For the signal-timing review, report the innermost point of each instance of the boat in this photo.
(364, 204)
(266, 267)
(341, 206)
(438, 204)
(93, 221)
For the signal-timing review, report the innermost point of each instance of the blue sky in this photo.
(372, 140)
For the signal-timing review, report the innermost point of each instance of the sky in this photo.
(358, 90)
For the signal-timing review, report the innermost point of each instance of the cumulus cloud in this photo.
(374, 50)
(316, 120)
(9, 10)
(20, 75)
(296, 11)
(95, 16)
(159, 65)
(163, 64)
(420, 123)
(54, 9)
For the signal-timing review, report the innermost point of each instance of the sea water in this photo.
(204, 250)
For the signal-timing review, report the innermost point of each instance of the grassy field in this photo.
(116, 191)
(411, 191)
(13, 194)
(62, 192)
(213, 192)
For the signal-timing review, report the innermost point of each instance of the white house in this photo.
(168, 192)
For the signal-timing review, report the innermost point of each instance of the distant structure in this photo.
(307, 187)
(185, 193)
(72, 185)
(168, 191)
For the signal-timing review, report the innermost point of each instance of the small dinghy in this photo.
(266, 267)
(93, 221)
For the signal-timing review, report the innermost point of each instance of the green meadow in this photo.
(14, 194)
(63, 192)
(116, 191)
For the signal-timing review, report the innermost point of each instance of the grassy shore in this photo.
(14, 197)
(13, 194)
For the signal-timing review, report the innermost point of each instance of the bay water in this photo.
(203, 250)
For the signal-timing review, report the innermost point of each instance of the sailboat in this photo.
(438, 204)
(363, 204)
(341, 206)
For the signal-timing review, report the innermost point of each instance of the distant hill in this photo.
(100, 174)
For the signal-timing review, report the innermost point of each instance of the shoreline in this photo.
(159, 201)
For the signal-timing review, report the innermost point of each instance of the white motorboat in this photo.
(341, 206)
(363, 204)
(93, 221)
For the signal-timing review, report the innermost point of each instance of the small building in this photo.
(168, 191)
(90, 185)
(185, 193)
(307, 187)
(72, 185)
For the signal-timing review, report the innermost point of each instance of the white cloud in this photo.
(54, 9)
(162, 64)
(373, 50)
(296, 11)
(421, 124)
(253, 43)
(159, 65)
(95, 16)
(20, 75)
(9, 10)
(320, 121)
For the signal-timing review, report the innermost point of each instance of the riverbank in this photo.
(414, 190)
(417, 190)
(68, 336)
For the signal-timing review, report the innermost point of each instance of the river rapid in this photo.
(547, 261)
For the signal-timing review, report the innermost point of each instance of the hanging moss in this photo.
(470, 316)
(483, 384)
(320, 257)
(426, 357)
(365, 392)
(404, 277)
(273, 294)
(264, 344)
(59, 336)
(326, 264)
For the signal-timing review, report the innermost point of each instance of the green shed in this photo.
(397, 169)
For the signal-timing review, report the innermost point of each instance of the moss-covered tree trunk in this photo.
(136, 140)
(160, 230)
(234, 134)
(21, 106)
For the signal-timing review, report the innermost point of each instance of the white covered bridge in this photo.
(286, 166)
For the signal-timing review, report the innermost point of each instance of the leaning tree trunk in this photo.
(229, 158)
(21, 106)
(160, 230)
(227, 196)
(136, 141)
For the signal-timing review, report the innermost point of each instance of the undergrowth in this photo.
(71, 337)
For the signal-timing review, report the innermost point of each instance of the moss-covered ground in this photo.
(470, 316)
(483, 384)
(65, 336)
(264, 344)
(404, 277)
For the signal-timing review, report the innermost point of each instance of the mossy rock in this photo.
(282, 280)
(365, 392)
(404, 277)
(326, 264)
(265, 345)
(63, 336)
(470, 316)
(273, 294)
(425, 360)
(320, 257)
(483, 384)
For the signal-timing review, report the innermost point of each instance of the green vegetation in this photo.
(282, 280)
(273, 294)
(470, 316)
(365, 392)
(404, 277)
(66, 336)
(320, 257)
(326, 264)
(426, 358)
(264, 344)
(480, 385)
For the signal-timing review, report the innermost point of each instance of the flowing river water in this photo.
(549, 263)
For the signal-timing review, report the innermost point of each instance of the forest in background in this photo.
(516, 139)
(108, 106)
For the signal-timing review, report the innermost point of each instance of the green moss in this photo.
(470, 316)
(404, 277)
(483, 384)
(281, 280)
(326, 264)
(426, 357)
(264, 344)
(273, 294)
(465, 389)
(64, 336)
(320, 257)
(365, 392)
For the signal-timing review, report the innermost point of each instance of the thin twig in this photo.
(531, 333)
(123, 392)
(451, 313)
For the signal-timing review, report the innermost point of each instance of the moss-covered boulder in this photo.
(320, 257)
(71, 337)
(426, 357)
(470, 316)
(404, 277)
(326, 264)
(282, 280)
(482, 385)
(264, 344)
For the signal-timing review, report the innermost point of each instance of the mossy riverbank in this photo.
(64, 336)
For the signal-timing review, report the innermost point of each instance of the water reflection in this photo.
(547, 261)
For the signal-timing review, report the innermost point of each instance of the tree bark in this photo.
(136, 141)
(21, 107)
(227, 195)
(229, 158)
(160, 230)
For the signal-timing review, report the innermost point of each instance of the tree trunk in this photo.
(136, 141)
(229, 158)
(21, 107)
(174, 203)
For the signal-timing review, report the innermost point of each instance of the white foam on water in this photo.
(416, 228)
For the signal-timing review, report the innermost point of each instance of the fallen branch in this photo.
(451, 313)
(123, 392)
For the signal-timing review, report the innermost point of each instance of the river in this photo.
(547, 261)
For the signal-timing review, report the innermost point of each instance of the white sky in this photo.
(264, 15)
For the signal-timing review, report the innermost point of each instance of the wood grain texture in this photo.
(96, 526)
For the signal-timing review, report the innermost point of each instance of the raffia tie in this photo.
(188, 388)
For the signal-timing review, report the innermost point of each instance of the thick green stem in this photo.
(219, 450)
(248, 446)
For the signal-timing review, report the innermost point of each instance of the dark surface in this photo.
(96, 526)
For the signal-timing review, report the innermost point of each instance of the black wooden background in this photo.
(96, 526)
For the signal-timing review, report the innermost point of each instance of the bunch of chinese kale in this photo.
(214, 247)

+++

PROBLEM:
Repeat the entries shown above, every one, word for word.

EXPECTED ANSWER:
For the signal-timing review, report the innermost point of each instance of the boat in this photo.
(364, 204)
(266, 267)
(341, 206)
(438, 204)
(93, 221)
For the signal-timing review, report the innermost point of each instance of the blue sky in this photo.
(372, 140)
For the signal-timing review, report the innermost point of each instance of the sky in this photo.
(358, 90)
For the signal-timing review, report the innermost point of each instance of the cumulus cloud in this photo.
(374, 50)
(316, 120)
(9, 10)
(20, 75)
(296, 11)
(95, 16)
(159, 65)
(163, 64)
(420, 123)
(54, 9)
For the signal-timing review, report the innermost point of each instance of the sea water in this photo.
(204, 250)
For the signal-timing review, report the innermost point of each instance of the grassy field in this photo.
(116, 191)
(411, 191)
(13, 194)
(62, 192)
(213, 192)
For the signal-timing review, report the innermost point of each instance of the white house in this photo.
(168, 192)
For the signal-timing review, report the innermost point of each instance of the distant structure in this photo.
(307, 187)
(185, 193)
(72, 185)
(168, 191)
For the signal-timing review, report the innermost point of each instance of the small dinghy in this photo.
(266, 267)
(93, 221)
For the signal-timing review, report the innermost point of each instance of the green meadow in this photo.
(14, 194)
(63, 192)
(116, 191)
For the signal-timing review, report the innermost point of each instance of the grassy shore in this photo.
(14, 197)
(13, 194)
For the signal-timing review, report the innermost point of each instance of the bay water in this photo.
(203, 250)
For the signal-timing review, report the innermost point of each instance of the sailboat in this photo.
(438, 204)
(363, 204)
(341, 206)
For the signal-timing review, report the innermost point of each instance of the distant hill in this photo.
(100, 174)
For the signal-timing review, report the innermost point of each instance of the shoreline in this photo.
(159, 201)
For the signal-timing review, report the innermost point of each instance of the white motorboat in this photo.
(341, 206)
(363, 204)
(93, 221)
For the signal-timing review, report the innermost point of each instance of the small building in this photo.
(168, 191)
(90, 185)
(185, 193)
(307, 187)
(72, 185)
For the signal-timing review, report the innermost point of each instance of the white cloud in this photo.
(54, 9)
(162, 64)
(373, 50)
(296, 11)
(421, 124)
(253, 43)
(159, 65)
(95, 16)
(20, 75)
(9, 10)
(320, 121)
For the signal-timing review, report the innermost point of each instance of the riverbank in this photo.
(414, 190)
(417, 190)
(68, 336)
For the signal-timing review, report the innermost point of each instance of the river rapid in this photo.
(547, 261)
For the signal-timing review, report the innermost point of each instance of the hanging moss in this photo.
(470, 316)
(483, 384)
(320, 257)
(426, 357)
(365, 392)
(404, 277)
(273, 294)
(264, 344)
(59, 336)
(326, 264)
For the signal-timing review, report the innermost point of each instance of the green shed in this photo.
(397, 169)
For the signal-timing review, report the innermost point of each instance of the moss-covered tree trunk in this photo.
(136, 140)
(160, 230)
(234, 134)
(21, 106)
For the signal-timing review, report the innermost point of each instance of the white covered bridge in this photo.
(286, 166)
For the signal-timing review, report the innermost point of each instance of the leaning tree trunk in this photo.
(229, 158)
(21, 106)
(160, 230)
(227, 196)
(136, 141)
For the signal-timing review, report the innermost point of each instance of the undergrowth in this photo.
(71, 337)
For the signal-timing review, report the innermost point of each instance of the moss-covered ground in this photo.
(470, 316)
(483, 384)
(65, 336)
(264, 344)
(404, 277)
For the signal-timing review, report the innermost point of each instance of the mossy rock in this photo.
(282, 280)
(365, 392)
(404, 277)
(326, 264)
(265, 345)
(63, 336)
(470, 316)
(273, 294)
(425, 360)
(320, 257)
(483, 384)
For the signal-timing review, report the innermost point of each instance of the green vegetation in this photo.
(282, 280)
(273, 294)
(470, 316)
(365, 392)
(404, 277)
(66, 336)
(320, 257)
(326, 264)
(426, 358)
(264, 344)
(480, 385)
For the signal-timing review, report the innermost point of each instance of the flowing river water in this photo.
(549, 263)
For the signal-timing review, report the innermost point of each instance of the forest in background in this photo.
(516, 139)
(108, 106)
For the signal-timing review, report the innermost point of each instance of the green moss in this photo.
(470, 316)
(404, 277)
(483, 384)
(281, 280)
(326, 264)
(426, 357)
(264, 344)
(273, 294)
(465, 389)
(64, 336)
(320, 257)
(365, 392)
For the signal-timing review, report the innermost point of each instance of the thin twig in this photo.
(531, 333)
(123, 392)
(451, 313)
For the signal-timing review, report the innermost point of each instance of the moss-covered boulder in this photo.
(320, 257)
(71, 337)
(426, 357)
(470, 316)
(404, 277)
(326, 264)
(282, 280)
(482, 385)
(264, 344)
For the signal-timing review, report the innermost point of each instance of the mossy riverbank in this photo.
(64, 336)
For the signal-timing review, report the innermost point of each instance of the water reflection in this photo.
(547, 261)
For the signal-timing review, report the innermost point of each instance of the tree bark in this photo.
(136, 141)
(21, 107)
(227, 195)
(229, 158)
(160, 230)
For the signal-timing review, report the innermost point of each instance of the tree trunk in this photo.
(136, 141)
(229, 158)
(21, 107)
(174, 203)
For the signal-timing review, report the innermost point of each instance of the white foam on water in this photo.
(416, 228)
For the signal-timing review, report the innermost point of each instance of the fallen branch in this photo.
(451, 313)
(123, 392)
For the signal-timing review, report the innermost point of each instance of the river in this photo.
(547, 261)
For the signal-timing review, report the innermost point of each instance of the white sky in this photo.
(264, 15)
For the signal-timing review, report the innermost point of each instance of the wood grain texture in this photo.
(96, 526)
For the signal-timing review, report the innermost point of each instance of the raffia tie in this photo.
(188, 388)
For the signal-timing review, report the innermost point of each instance of the thick green stem in this photo.
(219, 450)
(248, 446)
For the signal-timing review, report the innermost point of each instance of the dark surface in this photo.
(96, 526)
For the signal-timing review, report the innermost point of each instance of the black wooden background in this photo.
(96, 526)
For the signal-timing review, report the innermost point of each instance of the bunch of chinese kale in this photo.
(214, 247)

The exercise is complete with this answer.